EX-3.9 4 dex39.htm AMENDED AND RESTATED CERTIFICATE OF INCORPORATION - INRANGE TECHNOLOGIES CORP Amended and Restated Certificate of Incorporation - Inrange Technologies Corp

Exhibit 3.9

Amended and Restated Certificate of Incorporation

of

Inrange Technologies Corporation

Inrange Technologies Corporation, a Delaware corporation (the “Corporation”) hereby certifies as follows:

1.         The original Certificate of Incorporation of the Corporation was filed with the Secretary of State of the State of Delaware on April 19, 1977, under the name Data/Switch Corporation.

2.         This Amended and Restated Certificate of Incorporation has been duly adopted and approved pursuant to the provisions of Sections 242 and 245 of the Delaware General Corporation Law (“DGCL”), and by the consent of the sole stockholder of the Corporation pursuant to Section 228 of the DGCL.

3.         This Amended and Restated Certificate of Incorporation restates, integrates and further amends the Certificate of Incorporation of the Corporation.

4.         The text of the Certificate of Incorporation of the Corporation is hereby restated, integrated and further amended to read in its entirety as follows:

Article I

The name of this corporation shall be Inrange Technologies Corporation (the “Corporation”).

Article II

The registered office of the Corporation in the State of Delaware is located at Corporation Trust Center, 1209 Orange Street, in the City of Wilmington, County of New Castle. The name of the Corporation’s registered agent at such address is The Corporation Trust Company.

Article III

The Corporation shall be authorized to engage in any lawful act or activity for which corporations may be organized under the DGCL.

Article IV

The aggregate number of shares of stock that the Corporation has the authority to issue is three thousand (3,000) shares, each of which shall have a par value of one cent ($0.01) per share.

 

    

State of Delaware

Secretary of State

Division of Corporations

Delivered 08:53 AM 05/15/2003

FILED 08:53 AM 05/15/2003

SEW 030314655 – 0837237 FILE


Article V

The Corporation’s Board of Directors shall have the authority to establish more than one class or series of the shares of stock of the Corporation, and the different classes and series shall have such relative powers, preferences and rights, with such designations, qualifications, limitations and restrictions, as the Board may by resolution provide.

__________________________________________________

:: What needs to be done ::
Answer these questions from the certificate of incorporation:
(a) Under what name was the original certificate filed?
(b) Who is the registered agent at the Delaware office?
(c) How many shares may the Corporation issue, and at what par value?
The data that comes next has no connection to the certificate of incorporation.

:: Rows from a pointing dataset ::
__________________________________________________

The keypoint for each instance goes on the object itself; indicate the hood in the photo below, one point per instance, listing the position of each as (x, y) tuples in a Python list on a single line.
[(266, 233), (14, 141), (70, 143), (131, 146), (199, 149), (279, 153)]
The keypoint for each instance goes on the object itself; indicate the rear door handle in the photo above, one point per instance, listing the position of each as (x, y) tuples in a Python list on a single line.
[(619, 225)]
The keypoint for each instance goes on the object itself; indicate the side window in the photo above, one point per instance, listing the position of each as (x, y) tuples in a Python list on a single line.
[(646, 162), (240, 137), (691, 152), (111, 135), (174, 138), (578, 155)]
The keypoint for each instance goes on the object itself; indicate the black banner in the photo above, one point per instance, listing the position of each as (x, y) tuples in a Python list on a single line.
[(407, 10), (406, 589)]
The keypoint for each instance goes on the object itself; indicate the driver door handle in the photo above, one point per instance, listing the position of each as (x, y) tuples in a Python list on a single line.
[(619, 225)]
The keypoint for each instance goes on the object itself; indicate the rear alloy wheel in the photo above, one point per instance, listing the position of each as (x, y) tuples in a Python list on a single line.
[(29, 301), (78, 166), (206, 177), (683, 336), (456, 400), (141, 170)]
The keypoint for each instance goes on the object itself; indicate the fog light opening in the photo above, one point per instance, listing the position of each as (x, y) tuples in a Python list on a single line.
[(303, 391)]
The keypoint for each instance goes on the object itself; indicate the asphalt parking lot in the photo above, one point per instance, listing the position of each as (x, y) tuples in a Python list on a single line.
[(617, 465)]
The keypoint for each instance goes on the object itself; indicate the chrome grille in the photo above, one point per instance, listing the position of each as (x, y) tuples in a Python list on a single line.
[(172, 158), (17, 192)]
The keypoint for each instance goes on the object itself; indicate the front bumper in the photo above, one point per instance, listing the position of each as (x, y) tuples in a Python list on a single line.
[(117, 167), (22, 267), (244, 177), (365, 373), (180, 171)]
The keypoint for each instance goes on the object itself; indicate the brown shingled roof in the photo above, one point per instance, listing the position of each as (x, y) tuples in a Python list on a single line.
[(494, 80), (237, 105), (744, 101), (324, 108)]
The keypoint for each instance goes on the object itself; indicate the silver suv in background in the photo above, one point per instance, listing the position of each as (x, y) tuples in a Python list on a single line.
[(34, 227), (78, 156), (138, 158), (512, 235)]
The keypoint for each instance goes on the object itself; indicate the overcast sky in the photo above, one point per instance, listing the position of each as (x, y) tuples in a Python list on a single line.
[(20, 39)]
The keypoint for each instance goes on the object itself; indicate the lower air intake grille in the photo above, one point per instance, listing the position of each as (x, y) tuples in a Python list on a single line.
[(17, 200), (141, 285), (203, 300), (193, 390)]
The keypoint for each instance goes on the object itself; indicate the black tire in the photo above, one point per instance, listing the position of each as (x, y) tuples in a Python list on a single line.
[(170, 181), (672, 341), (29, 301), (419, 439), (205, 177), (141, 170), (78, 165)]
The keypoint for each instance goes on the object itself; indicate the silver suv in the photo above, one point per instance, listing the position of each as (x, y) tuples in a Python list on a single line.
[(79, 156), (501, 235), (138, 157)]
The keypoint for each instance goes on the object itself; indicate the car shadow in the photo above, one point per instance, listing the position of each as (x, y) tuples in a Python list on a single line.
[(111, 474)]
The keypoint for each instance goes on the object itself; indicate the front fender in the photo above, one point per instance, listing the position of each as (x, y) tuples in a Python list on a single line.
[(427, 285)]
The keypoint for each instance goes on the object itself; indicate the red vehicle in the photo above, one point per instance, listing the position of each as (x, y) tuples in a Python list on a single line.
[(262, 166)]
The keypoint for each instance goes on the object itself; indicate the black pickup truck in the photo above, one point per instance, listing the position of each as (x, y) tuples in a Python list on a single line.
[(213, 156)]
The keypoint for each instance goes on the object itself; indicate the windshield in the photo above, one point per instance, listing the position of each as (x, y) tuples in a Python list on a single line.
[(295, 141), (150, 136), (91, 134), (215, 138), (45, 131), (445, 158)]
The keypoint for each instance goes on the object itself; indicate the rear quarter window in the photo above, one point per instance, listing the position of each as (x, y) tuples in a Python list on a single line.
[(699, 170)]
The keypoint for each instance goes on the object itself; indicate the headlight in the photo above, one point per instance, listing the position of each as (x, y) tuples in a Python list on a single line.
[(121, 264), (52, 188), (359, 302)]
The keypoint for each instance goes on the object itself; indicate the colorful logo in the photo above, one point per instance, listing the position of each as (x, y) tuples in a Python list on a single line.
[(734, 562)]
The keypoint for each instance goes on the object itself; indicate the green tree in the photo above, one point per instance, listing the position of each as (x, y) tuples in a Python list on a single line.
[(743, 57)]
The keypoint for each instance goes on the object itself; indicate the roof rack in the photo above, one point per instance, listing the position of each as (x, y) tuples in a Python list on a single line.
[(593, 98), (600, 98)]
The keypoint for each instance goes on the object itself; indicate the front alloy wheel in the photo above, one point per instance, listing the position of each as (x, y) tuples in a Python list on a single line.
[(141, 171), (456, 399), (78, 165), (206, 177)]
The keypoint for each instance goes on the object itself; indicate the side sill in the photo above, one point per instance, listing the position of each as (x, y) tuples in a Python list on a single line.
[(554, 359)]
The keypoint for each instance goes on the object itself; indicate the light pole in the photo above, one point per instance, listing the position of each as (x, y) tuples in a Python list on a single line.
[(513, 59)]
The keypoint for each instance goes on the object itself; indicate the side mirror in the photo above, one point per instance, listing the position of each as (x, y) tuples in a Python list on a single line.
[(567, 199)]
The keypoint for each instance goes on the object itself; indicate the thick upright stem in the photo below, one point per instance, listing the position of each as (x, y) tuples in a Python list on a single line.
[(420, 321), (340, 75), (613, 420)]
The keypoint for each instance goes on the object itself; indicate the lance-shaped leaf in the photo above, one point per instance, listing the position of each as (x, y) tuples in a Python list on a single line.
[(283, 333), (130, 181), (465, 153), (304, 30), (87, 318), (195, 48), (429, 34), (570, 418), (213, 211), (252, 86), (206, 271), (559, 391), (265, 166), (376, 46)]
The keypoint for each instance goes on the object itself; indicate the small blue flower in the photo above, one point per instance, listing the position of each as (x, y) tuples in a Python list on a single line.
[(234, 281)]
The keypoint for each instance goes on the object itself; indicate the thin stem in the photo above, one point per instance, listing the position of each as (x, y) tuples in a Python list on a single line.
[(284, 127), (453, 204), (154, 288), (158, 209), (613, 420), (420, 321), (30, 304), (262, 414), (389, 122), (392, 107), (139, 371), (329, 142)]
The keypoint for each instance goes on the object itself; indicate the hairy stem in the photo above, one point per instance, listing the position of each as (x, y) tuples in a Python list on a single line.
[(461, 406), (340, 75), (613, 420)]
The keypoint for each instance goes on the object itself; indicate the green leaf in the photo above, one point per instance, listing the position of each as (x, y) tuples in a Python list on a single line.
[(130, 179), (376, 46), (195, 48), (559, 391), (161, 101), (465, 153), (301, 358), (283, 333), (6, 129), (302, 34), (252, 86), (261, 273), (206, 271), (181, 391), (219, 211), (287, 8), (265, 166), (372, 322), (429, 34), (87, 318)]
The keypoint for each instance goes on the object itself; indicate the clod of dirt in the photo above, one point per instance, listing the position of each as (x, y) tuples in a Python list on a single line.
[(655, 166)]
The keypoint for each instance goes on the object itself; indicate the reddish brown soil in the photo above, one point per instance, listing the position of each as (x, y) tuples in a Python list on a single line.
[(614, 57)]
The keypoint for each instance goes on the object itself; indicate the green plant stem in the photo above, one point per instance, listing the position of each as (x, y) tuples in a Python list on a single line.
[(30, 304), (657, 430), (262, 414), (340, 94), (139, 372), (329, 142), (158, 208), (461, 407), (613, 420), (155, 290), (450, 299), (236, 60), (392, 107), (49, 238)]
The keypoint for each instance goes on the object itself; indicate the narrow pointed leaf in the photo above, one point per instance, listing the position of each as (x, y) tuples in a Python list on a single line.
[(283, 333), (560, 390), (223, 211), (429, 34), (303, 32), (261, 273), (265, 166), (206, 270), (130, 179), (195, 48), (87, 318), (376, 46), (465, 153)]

__________________________________________________

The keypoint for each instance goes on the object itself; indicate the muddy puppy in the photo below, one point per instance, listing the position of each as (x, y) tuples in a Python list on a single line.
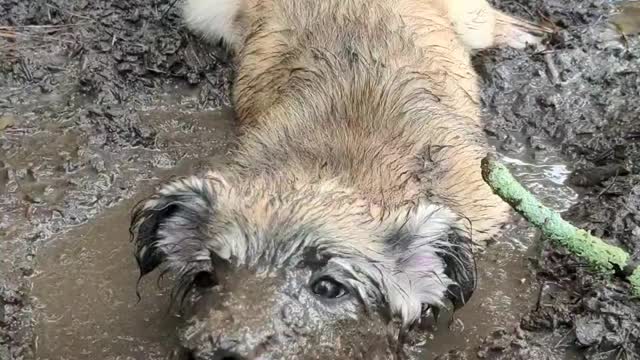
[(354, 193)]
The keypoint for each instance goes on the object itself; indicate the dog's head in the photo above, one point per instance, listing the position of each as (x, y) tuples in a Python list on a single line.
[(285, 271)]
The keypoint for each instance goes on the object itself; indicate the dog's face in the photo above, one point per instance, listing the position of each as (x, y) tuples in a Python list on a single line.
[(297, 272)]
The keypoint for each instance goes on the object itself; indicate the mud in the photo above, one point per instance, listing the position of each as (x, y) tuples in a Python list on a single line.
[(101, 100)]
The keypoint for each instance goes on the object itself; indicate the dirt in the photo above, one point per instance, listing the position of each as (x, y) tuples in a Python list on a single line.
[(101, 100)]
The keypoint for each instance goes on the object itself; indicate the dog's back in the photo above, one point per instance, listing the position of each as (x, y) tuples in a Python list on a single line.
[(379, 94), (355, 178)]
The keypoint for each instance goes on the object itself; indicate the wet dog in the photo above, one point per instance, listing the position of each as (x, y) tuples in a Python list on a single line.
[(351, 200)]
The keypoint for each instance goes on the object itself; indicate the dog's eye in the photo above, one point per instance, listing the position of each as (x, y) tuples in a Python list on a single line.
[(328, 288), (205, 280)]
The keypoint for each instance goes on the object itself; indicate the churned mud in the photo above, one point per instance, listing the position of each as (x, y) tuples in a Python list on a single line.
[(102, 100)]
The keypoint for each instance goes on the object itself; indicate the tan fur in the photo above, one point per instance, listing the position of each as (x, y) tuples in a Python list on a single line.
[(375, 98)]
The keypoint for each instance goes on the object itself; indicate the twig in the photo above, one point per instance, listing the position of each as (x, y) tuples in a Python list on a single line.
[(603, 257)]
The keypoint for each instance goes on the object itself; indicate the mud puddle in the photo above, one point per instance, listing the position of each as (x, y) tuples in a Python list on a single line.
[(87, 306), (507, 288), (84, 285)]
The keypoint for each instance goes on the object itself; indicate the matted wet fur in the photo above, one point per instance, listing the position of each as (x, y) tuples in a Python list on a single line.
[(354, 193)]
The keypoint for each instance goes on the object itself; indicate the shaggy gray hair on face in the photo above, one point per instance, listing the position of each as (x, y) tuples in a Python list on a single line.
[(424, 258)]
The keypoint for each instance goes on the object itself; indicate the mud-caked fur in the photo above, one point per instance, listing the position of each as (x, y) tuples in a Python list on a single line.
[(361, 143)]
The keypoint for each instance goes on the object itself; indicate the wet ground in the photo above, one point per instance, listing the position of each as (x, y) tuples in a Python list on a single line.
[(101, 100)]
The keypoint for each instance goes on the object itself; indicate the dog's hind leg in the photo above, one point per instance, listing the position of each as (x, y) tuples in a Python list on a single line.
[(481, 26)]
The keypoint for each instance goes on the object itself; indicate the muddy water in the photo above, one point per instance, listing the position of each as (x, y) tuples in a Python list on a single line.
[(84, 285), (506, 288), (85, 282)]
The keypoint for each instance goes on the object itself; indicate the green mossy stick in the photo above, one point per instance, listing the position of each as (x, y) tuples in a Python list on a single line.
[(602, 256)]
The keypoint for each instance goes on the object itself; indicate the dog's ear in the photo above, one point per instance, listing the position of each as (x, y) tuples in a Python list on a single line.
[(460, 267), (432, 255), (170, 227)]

__________________________________________________

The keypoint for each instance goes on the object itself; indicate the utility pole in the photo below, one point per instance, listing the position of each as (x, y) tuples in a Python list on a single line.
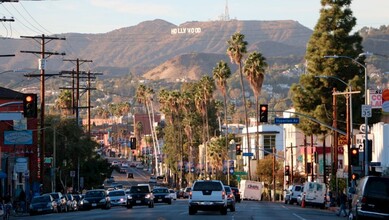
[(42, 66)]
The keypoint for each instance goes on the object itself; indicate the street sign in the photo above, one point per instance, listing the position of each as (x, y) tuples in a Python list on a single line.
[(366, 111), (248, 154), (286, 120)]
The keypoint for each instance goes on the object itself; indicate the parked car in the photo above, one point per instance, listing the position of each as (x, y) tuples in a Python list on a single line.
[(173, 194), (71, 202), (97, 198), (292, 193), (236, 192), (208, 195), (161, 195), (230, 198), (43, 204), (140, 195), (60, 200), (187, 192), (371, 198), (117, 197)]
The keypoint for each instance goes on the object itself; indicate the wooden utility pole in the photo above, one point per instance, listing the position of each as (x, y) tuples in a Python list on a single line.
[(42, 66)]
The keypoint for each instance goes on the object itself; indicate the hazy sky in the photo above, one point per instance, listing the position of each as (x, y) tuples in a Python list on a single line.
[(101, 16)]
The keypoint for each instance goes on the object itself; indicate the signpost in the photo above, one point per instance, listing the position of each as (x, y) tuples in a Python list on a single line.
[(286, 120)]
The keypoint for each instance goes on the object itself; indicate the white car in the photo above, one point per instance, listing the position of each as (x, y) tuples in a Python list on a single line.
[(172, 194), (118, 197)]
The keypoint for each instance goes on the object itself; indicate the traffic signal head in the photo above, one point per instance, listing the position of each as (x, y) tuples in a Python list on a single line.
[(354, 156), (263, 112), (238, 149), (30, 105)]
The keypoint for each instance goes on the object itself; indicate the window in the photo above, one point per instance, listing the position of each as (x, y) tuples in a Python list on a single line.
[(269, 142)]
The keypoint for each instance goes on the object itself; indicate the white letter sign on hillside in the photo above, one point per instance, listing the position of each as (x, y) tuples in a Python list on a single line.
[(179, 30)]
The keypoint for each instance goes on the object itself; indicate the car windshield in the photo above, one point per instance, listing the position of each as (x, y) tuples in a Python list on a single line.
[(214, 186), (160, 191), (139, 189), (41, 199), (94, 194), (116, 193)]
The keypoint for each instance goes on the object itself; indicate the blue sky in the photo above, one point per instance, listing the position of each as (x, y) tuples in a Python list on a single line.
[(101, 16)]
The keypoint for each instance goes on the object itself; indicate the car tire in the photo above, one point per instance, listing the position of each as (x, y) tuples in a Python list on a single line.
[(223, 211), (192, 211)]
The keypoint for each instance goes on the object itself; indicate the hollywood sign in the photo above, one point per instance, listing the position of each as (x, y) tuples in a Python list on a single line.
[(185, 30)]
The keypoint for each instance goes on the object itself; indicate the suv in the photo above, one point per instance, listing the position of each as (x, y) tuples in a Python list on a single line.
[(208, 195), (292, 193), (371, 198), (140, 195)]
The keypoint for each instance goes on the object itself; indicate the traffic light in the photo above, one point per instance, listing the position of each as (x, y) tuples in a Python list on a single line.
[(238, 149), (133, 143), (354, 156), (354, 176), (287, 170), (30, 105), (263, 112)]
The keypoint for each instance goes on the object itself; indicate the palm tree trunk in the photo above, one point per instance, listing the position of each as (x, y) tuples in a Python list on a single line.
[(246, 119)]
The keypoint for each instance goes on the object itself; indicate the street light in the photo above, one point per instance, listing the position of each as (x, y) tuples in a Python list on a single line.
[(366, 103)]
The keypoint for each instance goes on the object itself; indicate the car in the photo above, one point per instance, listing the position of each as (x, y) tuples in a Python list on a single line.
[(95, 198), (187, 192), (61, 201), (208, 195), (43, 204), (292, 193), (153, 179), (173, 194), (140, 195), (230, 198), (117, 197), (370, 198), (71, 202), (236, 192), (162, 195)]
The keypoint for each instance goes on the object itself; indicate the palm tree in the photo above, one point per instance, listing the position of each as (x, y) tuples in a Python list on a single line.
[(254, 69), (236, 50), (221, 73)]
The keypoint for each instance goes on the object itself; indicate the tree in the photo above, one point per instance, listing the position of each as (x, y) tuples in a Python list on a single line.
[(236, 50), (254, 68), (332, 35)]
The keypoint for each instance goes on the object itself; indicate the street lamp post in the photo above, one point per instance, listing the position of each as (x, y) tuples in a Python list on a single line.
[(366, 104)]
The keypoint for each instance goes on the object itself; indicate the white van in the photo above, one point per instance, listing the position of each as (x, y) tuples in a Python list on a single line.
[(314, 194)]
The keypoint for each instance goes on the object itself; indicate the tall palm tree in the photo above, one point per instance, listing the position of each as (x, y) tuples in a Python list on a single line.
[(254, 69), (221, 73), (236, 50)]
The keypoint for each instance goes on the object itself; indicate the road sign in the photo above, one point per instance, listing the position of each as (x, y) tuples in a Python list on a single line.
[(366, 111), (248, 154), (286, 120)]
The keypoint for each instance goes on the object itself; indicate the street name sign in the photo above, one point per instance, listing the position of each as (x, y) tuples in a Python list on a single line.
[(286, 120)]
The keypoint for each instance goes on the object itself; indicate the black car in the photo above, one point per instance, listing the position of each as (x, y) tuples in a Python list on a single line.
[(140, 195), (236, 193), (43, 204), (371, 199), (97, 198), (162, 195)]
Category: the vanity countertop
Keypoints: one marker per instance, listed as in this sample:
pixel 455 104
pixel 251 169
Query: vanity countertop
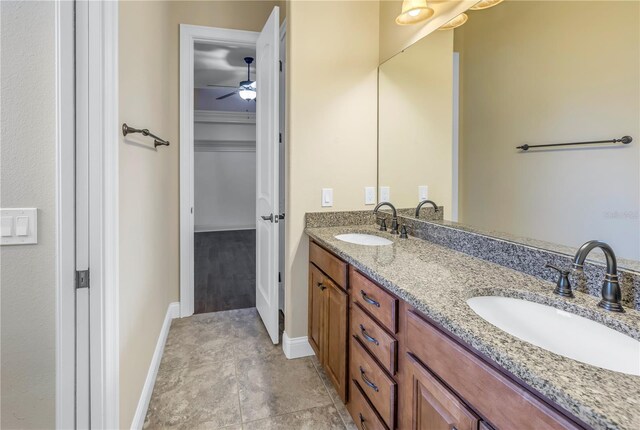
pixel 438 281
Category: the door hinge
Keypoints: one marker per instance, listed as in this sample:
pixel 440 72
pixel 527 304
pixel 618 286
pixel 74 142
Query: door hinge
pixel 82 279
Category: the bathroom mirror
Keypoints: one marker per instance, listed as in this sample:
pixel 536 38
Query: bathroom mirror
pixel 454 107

__________________________________________________

:: Reply to the exercise ::
(a) Data/Switch Corporation
(b) The Corporation Trust Company
(c) Three thousand (3,000) shares, each with a par value of one cent ($0.01)